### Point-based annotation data
◆ ◆ ◆

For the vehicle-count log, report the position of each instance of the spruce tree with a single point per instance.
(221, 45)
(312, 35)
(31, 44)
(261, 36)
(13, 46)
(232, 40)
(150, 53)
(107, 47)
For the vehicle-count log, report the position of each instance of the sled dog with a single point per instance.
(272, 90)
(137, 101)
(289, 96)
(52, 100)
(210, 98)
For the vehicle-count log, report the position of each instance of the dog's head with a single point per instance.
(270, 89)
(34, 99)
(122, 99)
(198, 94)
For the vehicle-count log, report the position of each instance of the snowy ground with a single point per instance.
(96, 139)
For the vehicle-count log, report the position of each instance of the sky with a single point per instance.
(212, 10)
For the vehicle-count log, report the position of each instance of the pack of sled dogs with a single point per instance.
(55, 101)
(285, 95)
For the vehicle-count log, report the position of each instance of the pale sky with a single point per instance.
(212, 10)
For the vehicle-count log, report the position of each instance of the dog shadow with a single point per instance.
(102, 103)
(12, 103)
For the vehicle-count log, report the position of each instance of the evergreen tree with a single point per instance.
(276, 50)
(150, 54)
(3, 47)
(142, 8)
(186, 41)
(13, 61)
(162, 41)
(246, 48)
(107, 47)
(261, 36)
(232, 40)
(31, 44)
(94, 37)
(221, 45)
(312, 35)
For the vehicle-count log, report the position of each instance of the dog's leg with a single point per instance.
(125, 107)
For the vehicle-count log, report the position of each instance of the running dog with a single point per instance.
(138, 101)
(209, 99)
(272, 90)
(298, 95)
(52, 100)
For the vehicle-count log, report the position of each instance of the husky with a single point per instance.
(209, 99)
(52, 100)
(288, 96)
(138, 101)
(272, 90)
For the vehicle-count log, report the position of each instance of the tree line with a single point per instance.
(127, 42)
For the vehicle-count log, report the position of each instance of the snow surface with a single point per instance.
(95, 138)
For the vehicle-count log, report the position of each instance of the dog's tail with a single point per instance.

◆ ◆ ◆

### Task requirements
Rewrite the part of the records that opens with the line containing "husky with a single point per instance." and runs through the end of the records, switching "dog's tail" to "dog's ear" and leaving everything else unchanged.

### Output
For the vehicle-count log, report the position of each instance of the husky with a single point per instance.
(209, 99)
(52, 100)
(288, 96)
(138, 101)
(272, 90)
For the vehicle-count log, report the position of each instance of the tree line with a single point per instance.
(127, 42)
For the vehicle-count log, report the position of each instance of the snow surface with a single point per instance.
(95, 138)
For the vehicle-count log, report the position of each instance of the dog's ear with a single point per instance.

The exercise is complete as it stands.